- **THE PROBLEM**:
Count up the lines below that include the string "recessed" and report the number by itself.

* * * *

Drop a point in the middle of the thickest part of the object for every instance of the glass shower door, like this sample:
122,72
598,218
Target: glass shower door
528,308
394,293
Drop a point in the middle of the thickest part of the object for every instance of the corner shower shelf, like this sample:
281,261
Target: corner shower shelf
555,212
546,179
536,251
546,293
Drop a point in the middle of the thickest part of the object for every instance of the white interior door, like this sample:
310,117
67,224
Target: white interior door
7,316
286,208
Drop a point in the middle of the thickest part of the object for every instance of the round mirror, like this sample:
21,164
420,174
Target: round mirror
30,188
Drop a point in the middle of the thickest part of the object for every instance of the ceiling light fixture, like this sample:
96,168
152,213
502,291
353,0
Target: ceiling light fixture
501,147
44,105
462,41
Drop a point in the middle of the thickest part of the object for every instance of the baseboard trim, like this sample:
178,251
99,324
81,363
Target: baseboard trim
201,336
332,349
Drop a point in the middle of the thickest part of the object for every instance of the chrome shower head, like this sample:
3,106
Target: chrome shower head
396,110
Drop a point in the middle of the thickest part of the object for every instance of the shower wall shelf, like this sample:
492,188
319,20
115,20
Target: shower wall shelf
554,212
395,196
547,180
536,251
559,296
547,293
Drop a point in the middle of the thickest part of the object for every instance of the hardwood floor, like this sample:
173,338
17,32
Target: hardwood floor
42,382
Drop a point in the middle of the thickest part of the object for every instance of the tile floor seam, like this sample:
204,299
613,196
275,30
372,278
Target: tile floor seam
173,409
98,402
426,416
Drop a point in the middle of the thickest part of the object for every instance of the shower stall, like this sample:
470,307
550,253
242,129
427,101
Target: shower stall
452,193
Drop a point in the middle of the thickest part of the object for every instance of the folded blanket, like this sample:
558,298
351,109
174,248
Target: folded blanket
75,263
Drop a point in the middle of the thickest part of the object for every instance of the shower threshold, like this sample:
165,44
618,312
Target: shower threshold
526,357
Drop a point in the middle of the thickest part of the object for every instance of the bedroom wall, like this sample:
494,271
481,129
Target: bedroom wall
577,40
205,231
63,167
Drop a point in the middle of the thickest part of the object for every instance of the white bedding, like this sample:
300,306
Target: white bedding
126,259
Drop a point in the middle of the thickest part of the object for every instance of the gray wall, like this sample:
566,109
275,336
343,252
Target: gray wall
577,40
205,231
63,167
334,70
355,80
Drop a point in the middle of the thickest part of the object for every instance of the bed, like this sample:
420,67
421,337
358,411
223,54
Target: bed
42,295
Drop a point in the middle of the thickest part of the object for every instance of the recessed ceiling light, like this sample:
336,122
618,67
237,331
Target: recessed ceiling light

* * * *

- **OUTPUT BELOW**:
2